Coordinate labeling data>
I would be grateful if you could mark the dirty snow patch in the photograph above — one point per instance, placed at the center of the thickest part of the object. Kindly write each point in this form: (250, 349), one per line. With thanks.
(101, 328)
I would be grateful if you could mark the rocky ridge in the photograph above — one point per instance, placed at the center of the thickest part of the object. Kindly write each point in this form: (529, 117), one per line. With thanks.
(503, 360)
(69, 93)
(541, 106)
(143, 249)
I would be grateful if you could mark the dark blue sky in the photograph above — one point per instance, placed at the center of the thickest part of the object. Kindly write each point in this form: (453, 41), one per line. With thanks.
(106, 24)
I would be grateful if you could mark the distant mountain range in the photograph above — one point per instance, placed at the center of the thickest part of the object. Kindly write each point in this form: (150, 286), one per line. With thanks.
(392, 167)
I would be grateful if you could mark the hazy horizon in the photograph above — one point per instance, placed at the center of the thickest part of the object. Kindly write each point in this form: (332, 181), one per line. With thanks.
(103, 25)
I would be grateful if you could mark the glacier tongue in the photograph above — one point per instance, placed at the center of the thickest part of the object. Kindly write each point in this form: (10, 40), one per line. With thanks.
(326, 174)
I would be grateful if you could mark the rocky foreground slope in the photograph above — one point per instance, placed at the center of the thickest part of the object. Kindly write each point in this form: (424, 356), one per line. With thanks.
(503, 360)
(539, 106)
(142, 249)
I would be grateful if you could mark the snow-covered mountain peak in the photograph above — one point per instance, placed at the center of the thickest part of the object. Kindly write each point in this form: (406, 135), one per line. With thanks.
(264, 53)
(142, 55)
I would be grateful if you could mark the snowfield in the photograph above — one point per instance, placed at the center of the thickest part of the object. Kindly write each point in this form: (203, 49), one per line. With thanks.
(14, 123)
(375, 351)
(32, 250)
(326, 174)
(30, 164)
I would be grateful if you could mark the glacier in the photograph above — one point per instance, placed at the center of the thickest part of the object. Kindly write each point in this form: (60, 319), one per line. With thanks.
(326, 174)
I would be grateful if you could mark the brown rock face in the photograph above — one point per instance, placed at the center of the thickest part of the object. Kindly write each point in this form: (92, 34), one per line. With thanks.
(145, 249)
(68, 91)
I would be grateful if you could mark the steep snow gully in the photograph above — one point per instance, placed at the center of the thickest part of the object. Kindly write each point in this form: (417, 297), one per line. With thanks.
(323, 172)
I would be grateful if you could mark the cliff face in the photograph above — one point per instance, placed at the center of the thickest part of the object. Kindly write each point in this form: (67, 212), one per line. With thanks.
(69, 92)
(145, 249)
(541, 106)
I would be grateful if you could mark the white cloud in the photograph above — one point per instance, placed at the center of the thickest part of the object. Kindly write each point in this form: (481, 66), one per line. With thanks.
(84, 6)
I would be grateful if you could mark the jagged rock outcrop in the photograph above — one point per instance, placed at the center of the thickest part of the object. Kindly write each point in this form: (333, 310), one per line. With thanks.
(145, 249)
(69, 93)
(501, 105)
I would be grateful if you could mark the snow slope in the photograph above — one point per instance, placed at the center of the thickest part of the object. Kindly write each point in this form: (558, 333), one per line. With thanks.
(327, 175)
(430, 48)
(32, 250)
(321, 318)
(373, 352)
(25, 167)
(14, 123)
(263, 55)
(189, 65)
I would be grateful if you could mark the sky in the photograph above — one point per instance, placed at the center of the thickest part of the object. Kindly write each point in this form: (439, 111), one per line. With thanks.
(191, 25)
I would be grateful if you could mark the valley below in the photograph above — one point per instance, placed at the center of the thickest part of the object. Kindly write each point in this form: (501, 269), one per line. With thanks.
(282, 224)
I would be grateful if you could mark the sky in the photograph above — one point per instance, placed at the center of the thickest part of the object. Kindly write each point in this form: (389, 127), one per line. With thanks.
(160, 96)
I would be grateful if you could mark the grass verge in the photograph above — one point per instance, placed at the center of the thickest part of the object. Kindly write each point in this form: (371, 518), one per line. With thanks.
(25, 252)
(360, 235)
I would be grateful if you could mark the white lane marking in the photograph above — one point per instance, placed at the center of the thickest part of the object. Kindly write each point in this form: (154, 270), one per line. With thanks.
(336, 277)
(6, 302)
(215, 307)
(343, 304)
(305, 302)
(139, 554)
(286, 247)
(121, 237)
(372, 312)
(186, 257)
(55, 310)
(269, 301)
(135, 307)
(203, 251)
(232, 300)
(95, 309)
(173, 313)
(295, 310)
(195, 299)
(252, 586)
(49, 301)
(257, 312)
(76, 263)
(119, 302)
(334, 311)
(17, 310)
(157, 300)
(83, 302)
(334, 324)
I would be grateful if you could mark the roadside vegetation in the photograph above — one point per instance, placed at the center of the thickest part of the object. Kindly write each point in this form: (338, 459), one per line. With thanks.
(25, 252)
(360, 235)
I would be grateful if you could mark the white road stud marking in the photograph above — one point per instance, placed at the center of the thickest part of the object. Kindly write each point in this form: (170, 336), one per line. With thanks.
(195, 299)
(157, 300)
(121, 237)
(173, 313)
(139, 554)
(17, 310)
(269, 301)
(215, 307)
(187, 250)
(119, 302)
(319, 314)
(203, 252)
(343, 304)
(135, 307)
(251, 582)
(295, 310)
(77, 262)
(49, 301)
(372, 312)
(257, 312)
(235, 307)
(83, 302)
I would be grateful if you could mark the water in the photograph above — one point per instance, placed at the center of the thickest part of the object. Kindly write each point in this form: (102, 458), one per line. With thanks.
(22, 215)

Goal>
Turn the lines of the material above into a numbered list, leaving out any blank lines.

Response to this task>
1. I would be grateful if you could mark the dirty snow patch in the photograph above — one point per instance, placed at the center of the thickest part of the object. Kindly write each point in this form: (250, 349), one per line. With thanks.
2. (101, 328)
3. I would be grateful if you could mark the rocky ridge in the photograph above — one point per instance, placed at the center of the thickest part of the object. Kindly write each point in this form: (529, 117), one per line. With thanks.
4. (503, 360)
5. (69, 93)
6. (541, 106)
7. (143, 249)
8. I would be grateful if you could mark the dark blue sky in the photograph above — one point per instance, placed at the center of the thickest part of the object. Kindly write each point in this form: (453, 41), one per line. With thanks.
9. (106, 24)
10. I would be grateful if you could mark the distant mountain range in the photograph above — one point per instance, placed at the center of the thickest part of the object. Kindly write each point in this form: (150, 286), one per line. With thanks.
11. (392, 167)
12. I would be grateful if you could mark the hazy horizon in the photograph above — one point per instance, placed at the center of the thickest part of the object. Kindly write each point in this form: (332, 181), one per line. With thanks.
13. (103, 25)
14. I would be grateful if you could mark the glacier tongue in the photograph above — one point per instance, placed at the center of the thickest part of the object. Kindly write each point in this form: (10, 40), one per line. With thanks.
15. (326, 174)
16. I would be grateful if you could mark the rocky foreground slope in the photograph above — one point per instance, placed at the center of the thickest part of the object. Kindly write each point in this form: (424, 356), one per line. With thanks.
17. (503, 360)
18. (539, 106)
19. (142, 249)
20. I would be grateful if you could mark the snow-covered mountain peak in the photograph above — one point per instance, placed at the center of the thickest part of the object. Kindly write each point in this form: (406, 135), one per line. With thanks.
21. (264, 53)
22. (142, 55)
23. I would be grateful if you could mark the snowfield in the photograph above — one point per instance, placed at the center of the thickest part of the object. Kindly write each point in this form: (203, 49), one per line. With thanks.
24. (14, 123)
25. (375, 351)
26. (32, 250)
27. (326, 174)
28. (30, 164)
29. I would be grateful if you could mark the glacier in the photograph above — one point per instance, placed at the center of the thickest part of the object. Kindly write each point in this form: (60, 319), one per line. With thanks.
30. (326, 174)
31. I would be grateful if you could mark the brown rock face in the photograph above — one point per instance, placed at the center of the thickest part of the object. Kindly write each point in this form: (92, 34), one per line. With thanks.
32. (145, 249)
33. (68, 91)
34. I would be grateful if you could mark the steep snow gully in the photograph above — one point per instance, placed at the center of the thickest part of the object. Kindly write each point in this form: (417, 297), one per line. With thanks.
35. (323, 172)
36. I would be grateful if you could mark the cliff face in the photograph above — one point per instance, placed at the center of the thickest part of the object. Kindly write each point in this form: (67, 212), one per line. With thanks.
37. (69, 92)
38. (145, 249)
39. (541, 106)
40. I would be grateful if you could mark the white cloud in the photograph above — one point per instance, placed at the center of the thickest part of the object. Kindly write each point in this form: (481, 66), one per line. With thanks.
41. (84, 6)
42. I would be grateful if you could mark the jagged rock outcrop in the photograph above — one point per instance, placed at the center of the thickest part of the object. Kindly write each point in this form: (333, 310), one per line. With thanks.
43. (145, 249)
44. (69, 93)
45. (501, 105)
46. I would be grateful if you could mark the snow slope in the photograph above — one point per instance, placed at the center of the thickest part of the object. Kindly write each point in this form: (558, 333), one per line. With thanks.
47. (327, 175)
48. (430, 48)
49. (32, 250)
50. (321, 318)
51. (373, 352)
52. (25, 167)
53. (14, 123)
54. (263, 55)
55. (189, 65)
56. I would be grateful if you could mark the sky in the photograph above — one point per instance, placed at the center of the thickest part of the object. Kindly write each point in this form: (439, 111), one per line. With thanks.
57. (191, 25)
58. I would be grateful if you could mark the valley below in the photograph above — one point per instance, placed at the center of the thickest part of the object. Kindly write each point in this form: (501, 269), one per line. With thanks.
59. (282, 224)
60. I would be grateful if you could mark the sky in the photograph above — one point per instance, placed at the center of the thickest part of the object. Kindly write each point in this form: (389, 127), one per line. With thanks.
61. (160, 96)
62. I would be grateful if you could mark the grass verge in the photograph above — one point per instance, placed at the center of the thickest part of the object. Kindly write each point in this form: (371, 518), one per line. With thanks.
63. (25, 252)
64. (360, 235)
65. I would be grateful if you could mark the white lane marking in the photograph above — one point per instance, placed at the center of the thickest part of the object. Kindly write each point in this form: (154, 270), one per line. With thanks.
66. (336, 277)
67. (6, 302)
68. (215, 307)
69. (343, 304)
70. (305, 302)
71. (139, 554)
72. (286, 247)
73. (121, 237)
74. (372, 312)
75. (186, 257)
76. (55, 310)
77. (269, 301)
78. (135, 307)
79. (203, 251)
80. (232, 300)
81. (95, 309)
82. (173, 313)
83. (295, 310)
84. (195, 299)
85. (252, 586)
86. (49, 301)
87. (257, 312)
88. (76, 263)
89. (119, 302)
90. (334, 311)
91. (17, 310)
92. (157, 300)
93. (83, 302)
94. (334, 324)
95. I would be grateful if you could mark the roadside vegetation in the photograph above — one point per instance, placed at the center of the thickest part of the object. Kindly write each point in this form: (338, 459), one per line. With thanks.
96. (25, 252)
97. (360, 235)
98. I would be grateful if you could mark the white road stud marking in the photograph above — one point per instance, placed at the center of the thickest part of the object. Kindly write each point in this form: (170, 336), one per line. With thanks.
99. (195, 299)
100. (157, 300)
101. (121, 237)
102. (173, 313)
103. (139, 554)
104. (17, 310)
105. (269, 301)
106. (215, 307)
107. (187, 250)
108. (119, 302)
109. (319, 314)
110. (203, 252)
111. (343, 304)
112. (135, 307)
113. (251, 582)
114. (295, 310)
115. (77, 262)
116. (49, 301)
117. (372, 312)
118. (257, 312)
119. (235, 307)
120. (83, 302)
121. I would be grateful if you could mark the water in the photograph above — one point per instance, placed at the center of the thickest part of the object. Kindly write each point in this form: (102, 458), one per line. With thanks.
122. (22, 215)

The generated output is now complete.